***** LISTING

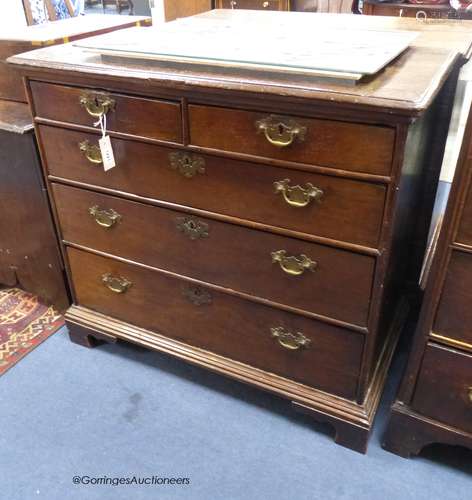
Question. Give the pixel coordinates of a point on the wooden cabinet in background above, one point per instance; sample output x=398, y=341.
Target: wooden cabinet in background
x=434, y=404
x=419, y=11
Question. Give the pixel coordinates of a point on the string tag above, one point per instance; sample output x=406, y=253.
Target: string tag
x=106, y=149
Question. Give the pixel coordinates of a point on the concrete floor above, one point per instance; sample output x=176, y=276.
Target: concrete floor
x=119, y=410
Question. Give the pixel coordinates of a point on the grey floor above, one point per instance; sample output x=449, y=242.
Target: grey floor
x=120, y=411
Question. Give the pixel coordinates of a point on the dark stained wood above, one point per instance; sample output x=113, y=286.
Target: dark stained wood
x=444, y=388
x=391, y=91
x=464, y=232
x=408, y=432
x=231, y=256
x=228, y=326
x=29, y=253
x=11, y=85
x=355, y=438
x=152, y=118
x=422, y=11
x=401, y=100
x=349, y=211
x=15, y=117
x=454, y=316
x=358, y=147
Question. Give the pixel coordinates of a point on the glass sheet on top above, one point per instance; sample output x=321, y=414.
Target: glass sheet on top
x=288, y=45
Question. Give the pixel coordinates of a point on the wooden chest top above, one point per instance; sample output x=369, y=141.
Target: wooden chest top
x=406, y=86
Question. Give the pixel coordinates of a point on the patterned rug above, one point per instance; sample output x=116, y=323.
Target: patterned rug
x=24, y=324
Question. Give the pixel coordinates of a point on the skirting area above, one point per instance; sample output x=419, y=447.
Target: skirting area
x=120, y=411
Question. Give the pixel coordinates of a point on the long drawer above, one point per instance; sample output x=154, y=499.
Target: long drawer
x=454, y=315
x=336, y=144
x=149, y=118
x=444, y=387
x=308, y=276
x=289, y=345
x=341, y=209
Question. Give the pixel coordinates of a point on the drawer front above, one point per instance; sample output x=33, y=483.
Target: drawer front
x=444, y=388
x=150, y=118
x=454, y=316
x=464, y=234
x=349, y=211
x=311, y=277
x=220, y=323
x=253, y=4
x=341, y=145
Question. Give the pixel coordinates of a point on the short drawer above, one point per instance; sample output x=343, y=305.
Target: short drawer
x=330, y=207
x=311, y=277
x=315, y=354
x=444, y=388
x=464, y=233
x=336, y=144
x=454, y=315
x=137, y=116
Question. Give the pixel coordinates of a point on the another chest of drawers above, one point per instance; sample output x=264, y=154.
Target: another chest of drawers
x=434, y=404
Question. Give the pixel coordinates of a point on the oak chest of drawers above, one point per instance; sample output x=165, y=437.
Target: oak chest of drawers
x=434, y=403
x=256, y=226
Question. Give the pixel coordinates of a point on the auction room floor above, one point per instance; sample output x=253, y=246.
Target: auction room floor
x=119, y=411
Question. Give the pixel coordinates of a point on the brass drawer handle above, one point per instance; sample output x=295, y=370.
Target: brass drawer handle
x=186, y=164
x=91, y=152
x=104, y=218
x=291, y=341
x=193, y=228
x=97, y=104
x=292, y=265
x=281, y=131
x=116, y=284
x=197, y=295
x=298, y=196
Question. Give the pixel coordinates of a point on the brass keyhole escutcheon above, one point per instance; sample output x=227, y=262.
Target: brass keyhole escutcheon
x=106, y=218
x=281, y=131
x=117, y=284
x=192, y=228
x=97, y=104
x=289, y=340
x=186, y=164
x=197, y=295
x=91, y=152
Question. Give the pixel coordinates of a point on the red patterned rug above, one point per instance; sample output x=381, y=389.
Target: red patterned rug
x=24, y=324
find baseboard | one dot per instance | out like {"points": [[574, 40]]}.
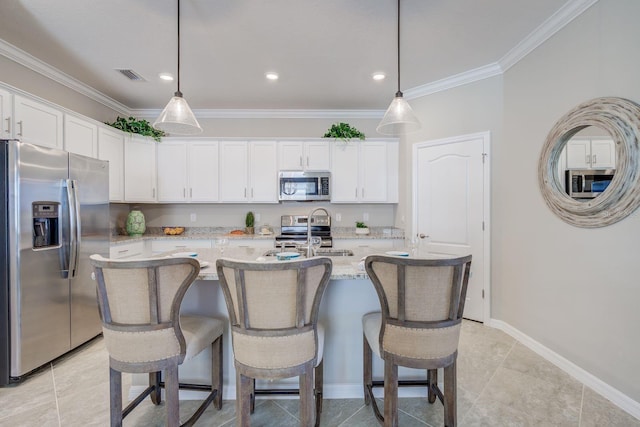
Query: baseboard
{"points": [[614, 395]]}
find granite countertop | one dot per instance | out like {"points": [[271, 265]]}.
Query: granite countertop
{"points": [[155, 233]]}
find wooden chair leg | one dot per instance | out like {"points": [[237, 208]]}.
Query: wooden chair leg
{"points": [[318, 377], [450, 395], [216, 371], [172, 394], [306, 396], [243, 400], [432, 376], [115, 396], [156, 394], [390, 394], [367, 372]]}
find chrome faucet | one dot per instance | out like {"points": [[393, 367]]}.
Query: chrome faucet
{"points": [[309, 220]]}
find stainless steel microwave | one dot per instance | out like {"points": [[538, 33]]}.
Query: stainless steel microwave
{"points": [[587, 183], [304, 186]]}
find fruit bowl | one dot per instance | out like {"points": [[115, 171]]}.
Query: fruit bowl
{"points": [[173, 231]]}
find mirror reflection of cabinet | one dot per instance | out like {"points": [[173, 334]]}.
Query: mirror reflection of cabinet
{"points": [[590, 153]]}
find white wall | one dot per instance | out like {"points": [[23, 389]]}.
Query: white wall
{"points": [[574, 290]]}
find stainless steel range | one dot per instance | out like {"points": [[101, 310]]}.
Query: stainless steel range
{"points": [[294, 230]]}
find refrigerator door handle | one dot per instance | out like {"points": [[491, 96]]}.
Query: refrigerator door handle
{"points": [[74, 225]]}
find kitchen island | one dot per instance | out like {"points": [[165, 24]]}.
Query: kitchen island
{"points": [[347, 298]]}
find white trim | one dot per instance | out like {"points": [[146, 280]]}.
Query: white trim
{"points": [[608, 392], [556, 22], [31, 62], [272, 114], [451, 82], [486, 202]]}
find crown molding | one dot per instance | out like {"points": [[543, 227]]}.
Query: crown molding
{"points": [[271, 114], [548, 28], [552, 25], [31, 62], [464, 78]]}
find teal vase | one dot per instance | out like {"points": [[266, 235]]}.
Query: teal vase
{"points": [[135, 223]]}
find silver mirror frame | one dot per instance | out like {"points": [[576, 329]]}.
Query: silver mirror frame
{"points": [[621, 119]]}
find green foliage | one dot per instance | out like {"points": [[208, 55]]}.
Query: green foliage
{"points": [[344, 132], [139, 126], [249, 220]]}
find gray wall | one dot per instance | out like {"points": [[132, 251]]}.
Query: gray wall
{"points": [[574, 290]]}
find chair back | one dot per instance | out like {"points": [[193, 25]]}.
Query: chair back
{"points": [[422, 303], [273, 310], [139, 304]]}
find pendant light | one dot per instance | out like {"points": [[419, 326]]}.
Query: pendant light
{"points": [[399, 117], [177, 118]]}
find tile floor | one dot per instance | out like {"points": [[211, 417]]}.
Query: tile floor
{"points": [[500, 383]]}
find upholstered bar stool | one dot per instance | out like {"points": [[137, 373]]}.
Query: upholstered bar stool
{"points": [[144, 332], [422, 302], [273, 310]]}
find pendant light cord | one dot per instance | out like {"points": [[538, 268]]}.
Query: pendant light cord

**********

### INSTRUCTIONS FOR THE TASK
Reproduce every line of the items above word for word, omitting the pictures.

### RESULT OF THIS EXERCISE
Question. Give the pixel coordinates of a point on the wooden cabinet in background above, one point per instance; sample output x=398, y=341.
Target: wooden cabinet in background
x=434, y=404
x=419, y=11
Question. Give the pixel coordinates of a point on the string tag above, one point per instance; sample output x=406, y=253.
Target: string tag
x=106, y=149
Question. Give the pixel coordinates of a point on the concrete floor above, one point per instance; sample output x=176, y=276.
Target: concrete floor
x=119, y=410
Question. Give the pixel coordinates of a point on the grey floor above, one point per instance; sample output x=449, y=242.
Target: grey floor
x=120, y=411
Question. Give the pixel coordinates of a point on the dark stained wood above, one point per instance; sample output x=113, y=286.
Target: dark stained wood
x=444, y=388
x=391, y=91
x=464, y=232
x=408, y=432
x=231, y=256
x=228, y=326
x=29, y=253
x=11, y=85
x=355, y=438
x=152, y=118
x=422, y=11
x=401, y=100
x=349, y=211
x=15, y=117
x=454, y=316
x=358, y=147
Question. Give the pixel coordinates of a point on the glass sheet on top above, one point per instance; sample output x=321, y=414.
Target: glass sheet on top
x=288, y=45
Question. Give the pixel coordinates of a point on the wooden chest top above, one point per instance; sample output x=369, y=141.
Target: wooden chest top
x=406, y=86
Question. Give the pixel coordinates of a point on the patterned rug above, one point per instance; sample output x=116, y=323.
Target: patterned rug
x=24, y=324
Question. Give the pixel coordinates of a point on the skirting area above, one point per instance; sample output x=419, y=447.
Target: skirting area
x=120, y=411
Question. Give the pixel coordinates of a point on the long drawer above, one point per instance; sample output x=154, y=499.
Target: long drawer
x=454, y=315
x=336, y=144
x=149, y=118
x=444, y=387
x=308, y=276
x=289, y=345
x=341, y=209
Question. Give the pixel coordinates of a point on the drawer front above, one point per instance; sample output x=33, y=483.
Target: drawer front
x=444, y=388
x=150, y=118
x=454, y=316
x=464, y=234
x=349, y=211
x=311, y=277
x=220, y=323
x=253, y=4
x=341, y=145
Question. Give the pixel coordinates of a point on the short drawer above, one point per instance; sample output x=343, y=305.
Target: short drawer
x=330, y=207
x=311, y=277
x=315, y=354
x=444, y=388
x=464, y=233
x=336, y=144
x=454, y=315
x=137, y=116
Question. Give the pixel coordinates of a point on the another chest of drawers above, one point per instance; sample output x=264, y=154.
Target: another chest of drawers
x=434, y=404
Question. Give the pixel coordinates of a point on the oak chest of drawers above, one point per instance; sample output x=165, y=437.
Target: oak chest of drawers
x=434, y=403
x=256, y=226
Question. Give the pixel coordinates of a point on the auction room floor above, one point per instance; sample output x=253, y=246.
Target: auction room floor
x=119, y=411
Question. Give the pixel coordinates of a point on the brass drawer handle above, one point per instance; sample output x=295, y=370.
Target: brass drawer handle
x=186, y=164
x=91, y=152
x=104, y=218
x=291, y=341
x=193, y=228
x=97, y=104
x=292, y=265
x=281, y=131
x=116, y=284
x=197, y=295
x=298, y=196
Question. Give the pixel coordinates of a point on the brass keyhole escutcheon above, one point per instance; sample output x=227, y=262.
Target: brass keyhole escutcheon
x=106, y=218
x=281, y=131
x=117, y=284
x=192, y=228
x=97, y=104
x=289, y=340
x=186, y=164
x=197, y=295
x=91, y=152
Question. Give the pixel coordinates of a point on the red patterned rug above, one point per instance; sample output x=381, y=389.
Target: red patterned rug
x=24, y=324
find baseboard | one dot per instance | out like {"points": [[574, 40]]}.
Query: baseboard
{"points": [[614, 395]]}
find granite countertop | one dot per instance | out like {"points": [[271, 265]]}.
Query: granite countertop
{"points": [[155, 233]]}
find wooden chair leg | one dot per instance | out like {"points": [[237, 208]]}.
Query: wooden chair leg
{"points": [[318, 377], [450, 395], [216, 371], [172, 394], [306, 396], [243, 400], [432, 376], [115, 396], [156, 394], [390, 394], [367, 372]]}
find chrome faucet | one dot per instance | out like {"points": [[393, 367]]}.
Query: chrome faucet
{"points": [[309, 220]]}
find stainless steel microwave | one dot per instance | out like {"points": [[538, 33]]}.
Query: stainless steel microwave
{"points": [[587, 183], [304, 186]]}
find fruit bowl | one dot per instance | out like {"points": [[115, 171]]}.
Query: fruit bowl
{"points": [[173, 231]]}
find mirror reflection of cabinet | one dot per instance | out like {"points": [[173, 334]]}.
Query: mirror reflection of cabinet
{"points": [[590, 153]]}
find white wall | one dot per instance | out like {"points": [[23, 389]]}.
Query: white wall
{"points": [[574, 290]]}
find stainless steel range | one dot per instance | out like {"points": [[101, 310]]}.
Query: stainless steel range
{"points": [[294, 230]]}
find refrigerator door handle | one dot per instance | out like {"points": [[491, 96]]}.
Query: refrigerator door handle
{"points": [[74, 225]]}
find kitchen island | one dot per instance | out like {"points": [[165, 24]]}.
Query: kitchen island
{"points": [[347, 298]]}
find white trim | one dot per instance | out like {"points": [[146, 280]]}.
Query: white trim
{"points": [[608, 392], [556, 22], [31, 62], [272, 114], [451, 82], [486, 202]]}
find crown molding | one dot per instance | out like {"points": [[543, 227]]}.
Query: crown molding
{"points": [[271, 114], [548, 28], [552, 25], [31, 62], [464, 78]]}
find teal vase | one dot per instance | out like {"points": [[266, 235]]}.
Query: teal vase
{"points": [[135, 223]]}
find silver mirror frame | one dot per instance | out like {"points": [[576, 329]]}.
Query: silver mirror frame
{"points": [[621, 119]]}
find green foliage | one dot per instance | out like {"points": [[208, 55]]}.
Query: green foliage
{"points": [[344, 132], [139, 126], [249, 220]]}
find gray wall | one dot per instance | out like {"points": [[132, 251]]}.
Query: gray wall
{"points": [[574, 290]]}
find chair back | one dot per instance | out like {"points": [[193, 25]]}.
Query: chair back
{"points": [[422, 303], [273, 310], [139, 304]]}
find pendant light | one dot per instance | out like {"points": [[419, 326]]}.
Query: pendant light
{"points": [[399, 117], [177, 118]]}
find tile floor | one dot per instance | out like {"points": [[211, 417]]}.
Query: tile floor
{"points": [[500, 383]]}
find upholstered bar stool | one dot per instance | out like {"points": [[137, 373]]}.
Query: upholstered bar stool
{"points": [[144, 332], [422, 302], [273, 310]]}
find pendant light cord | one dot per instance | out like {"points": [[538, 268]]}.
Query: pendant light cord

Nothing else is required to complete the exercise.